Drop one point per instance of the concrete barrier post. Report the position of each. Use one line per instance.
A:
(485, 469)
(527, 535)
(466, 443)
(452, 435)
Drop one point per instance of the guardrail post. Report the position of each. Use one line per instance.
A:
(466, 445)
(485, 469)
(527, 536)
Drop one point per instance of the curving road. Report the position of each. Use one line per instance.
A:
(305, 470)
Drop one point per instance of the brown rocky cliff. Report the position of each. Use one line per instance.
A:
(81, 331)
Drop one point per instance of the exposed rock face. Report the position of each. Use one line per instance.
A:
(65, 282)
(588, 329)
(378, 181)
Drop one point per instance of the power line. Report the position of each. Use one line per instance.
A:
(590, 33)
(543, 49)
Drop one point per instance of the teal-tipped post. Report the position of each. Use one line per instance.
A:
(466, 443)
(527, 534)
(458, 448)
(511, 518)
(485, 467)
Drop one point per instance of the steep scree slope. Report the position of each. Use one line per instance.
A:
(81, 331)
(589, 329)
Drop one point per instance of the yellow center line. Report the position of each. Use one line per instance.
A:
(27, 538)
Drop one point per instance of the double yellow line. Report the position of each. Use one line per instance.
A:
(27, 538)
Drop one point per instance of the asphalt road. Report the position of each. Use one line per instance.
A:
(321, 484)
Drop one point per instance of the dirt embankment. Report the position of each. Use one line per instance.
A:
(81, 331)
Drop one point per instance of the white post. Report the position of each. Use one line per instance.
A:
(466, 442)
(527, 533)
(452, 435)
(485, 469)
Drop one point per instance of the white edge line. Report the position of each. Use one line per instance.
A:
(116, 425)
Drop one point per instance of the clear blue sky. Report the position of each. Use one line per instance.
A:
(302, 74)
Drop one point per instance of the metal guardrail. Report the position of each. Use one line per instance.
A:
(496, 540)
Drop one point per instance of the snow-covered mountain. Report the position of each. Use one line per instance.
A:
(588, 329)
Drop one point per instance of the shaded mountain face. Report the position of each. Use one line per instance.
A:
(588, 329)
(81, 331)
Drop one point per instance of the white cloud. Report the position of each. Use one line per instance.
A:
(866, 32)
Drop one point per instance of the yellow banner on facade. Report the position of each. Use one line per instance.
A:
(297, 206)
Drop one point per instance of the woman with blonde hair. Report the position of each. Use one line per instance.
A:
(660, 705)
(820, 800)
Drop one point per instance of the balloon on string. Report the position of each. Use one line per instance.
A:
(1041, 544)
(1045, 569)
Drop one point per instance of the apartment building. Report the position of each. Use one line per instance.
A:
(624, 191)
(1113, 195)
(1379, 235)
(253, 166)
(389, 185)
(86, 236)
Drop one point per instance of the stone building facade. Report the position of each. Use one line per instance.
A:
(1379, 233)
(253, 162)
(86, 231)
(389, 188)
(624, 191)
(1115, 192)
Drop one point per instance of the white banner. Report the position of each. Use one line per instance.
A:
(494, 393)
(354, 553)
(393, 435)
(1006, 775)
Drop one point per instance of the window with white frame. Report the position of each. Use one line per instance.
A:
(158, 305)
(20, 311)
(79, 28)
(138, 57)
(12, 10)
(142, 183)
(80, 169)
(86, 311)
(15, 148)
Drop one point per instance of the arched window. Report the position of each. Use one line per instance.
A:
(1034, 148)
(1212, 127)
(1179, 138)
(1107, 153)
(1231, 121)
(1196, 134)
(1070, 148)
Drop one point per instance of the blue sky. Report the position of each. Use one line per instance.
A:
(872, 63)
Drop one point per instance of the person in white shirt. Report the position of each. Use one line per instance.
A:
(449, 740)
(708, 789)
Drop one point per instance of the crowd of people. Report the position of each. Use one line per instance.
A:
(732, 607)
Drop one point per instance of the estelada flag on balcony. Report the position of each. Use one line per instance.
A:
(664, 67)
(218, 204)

■ EXERCISE BRIEF ■
Rewrite every line of the items above as one numbered list, skipping any blank lines.

■ REPLY ■
1. Drop one point per instance of the concrete barrier post. Report the position of each. Use one line per instance.
2. A:
3. (485, 469)
4. (527, 535)
5. (466, 443)
6. (452, 435)
7. Drop one point per instance of the guardrail post. Report the position of each. Use one line per instance.
8. A:
9. (466, 445)
10. (485, 469)
11. (527, 536)
12. Drop one point per instance of the curving road. Report the position of each. Use one line per instance.
13. A:
14. (305, 470)
15. Drop one point per instance of the brown rocky cliff. Report the position of each. Use one line per instance.
16. A:
17. (81, 331)
18. Drop one point per instance of the exposed rock face. Report the position of each. Use one line per instance.
19. A:
20. (65, 282)
21. (588, 329)
22. (378, 181)
23. Drop one point per instance of the power line. Report the position of each. Use one line per instance.
24. A:
25. (590, 33)
26. (543, 49)
27. Drop one point per instance of the teal-tipped post. Report the position of each. Use one line per instance.
28. A:
29. (466, 443)
30. (527, 534)
31. (458, 448)
32. (511, 518)
33. (485, 467)
34. Drop one point per instance of the steep scree slope. Report the position of each. Use one line per instance.
35. A:
36. (81, 331)
37. (589, 329)
38. Drop one point per instance of the yellow center line. Report the position of each. Use one line per instance.
39. A:
40. (27, 538)
41. Drop one point per instance of the double yellow line. Report the position of each. Use one line per instance.
42. A:
43. (27, 538)
44. Drop one point per instance of the asphalt road. Report the position of each. Use one line per instance.
45. A:
46. (321, 484)
47. Drop one point per instance of the dirt embankment. Report the position of each. Use one line per instance.
48. A:
49. (81, 331)
50. Drop one point per instance of the white post. Report the position of each. Use one line per instance.
51. A:
52. (466, 442)
53. (527, 533)
54. (452, 435)
55. (485, 469)
56. Drop one point per instance of the white edge line. Report the position of each. Use one line per instance.
57. A:
58. (116, 425)
59. Drop one point per instance of the clear blue sky. Report the position of each. Use one line per instance.
60. A:
61. (302, 74)
62. Drop one point per instance of the metal guardrail. Report the position of each. Use one line per instance.
63. A:
64. (496, 540)
65. Drop one point per instance of the snow-covered mountain. Report the position of each. Use one line per instance.
66. A:
67. (588, 329)
68. Drop one point per instance of the shaded mountain face. Report the position of each. Use one line per instance.
69. A:
70. (588, 329)
71. (81, 331)
72. Drop one point per instance of the white cloud. Report the position of each. Use one line per instance.
73. A:
74. (866, 32)
75. Drop one point per instance of the yellow banner on facade. Report the position of each. Use one line per instance.
76. A:
77. (297, 206)
78. Drop one point per instance of the woman with blonde hair. Report the position of each. Use one line per instance.
79. A:
80. (660, 705)
81. (820, 800)
82. Drop one point per instance of the balloon on string. Report the position of each. Use one line per instance.
83. A:
84. (1041, 544)
85. (1045, 569)
86. Drop one point per instance of the apartment building. Report the position of each. Use one line per instance.
87. A:
88. (624, 191)
89. (1113, 195)
90. (1379, 235)
91. (253, 166)
92. (389, 185)
93. (86, 236)
94. Drop one point per instance of the stone building facade. Report the position of each. Use one line per instance.
95. A:
96. (1379, 233)
97. (253, 162)
98. (86, 231)
99. (389, 188)
100. (624, 191)
101. (1115, 192)
102. Drop one point per instance of the white banner. Report the position of each. Use one line per instance.
103. A:
104. (494, 393)
105. (354, 553)
106. (393, 435)
107. (1006, 775)
108. Drop one point per instance of the window with white frame. Report the position of each. Use one line per instance.
109. A:
110. (158, 305)
111. (20, 311)
112. (79, 28)
113. (138, 57)
114. (12, 10)
115. (142, 183)
116. (80, 169)
117. (86, 311)
118. (15, 148)
119. Drop one point per instance of the arched window. Report the position of each. Use one line per instance.
120. A:
121. (1034, 148)
122. (1212, 127)
123. (1179, 138)
124. (1107, 153)
125. (1231, 121)
126. (1196, 134)
127. (1070, 148)
128. Drop one point per instance of the blue sky. Report the position of each. Use one line per instance.
129. A:
130. (872, 63)
131. Drop one point per instance of the person in white shirt. Report the position of each. Use one line per instance.
132. A:
133. (449, 740)
134. (708, 789)
135. Drop one point per instance of the crowd of people. Report the position of each. Use one line per instance.
136. A:
137. (732, 607)
138. Drop one point per instance of the estelada flag on balcony. Report the position of each. Use one line per instance.
139. A:
140. (664, 67)
141. (218, 204)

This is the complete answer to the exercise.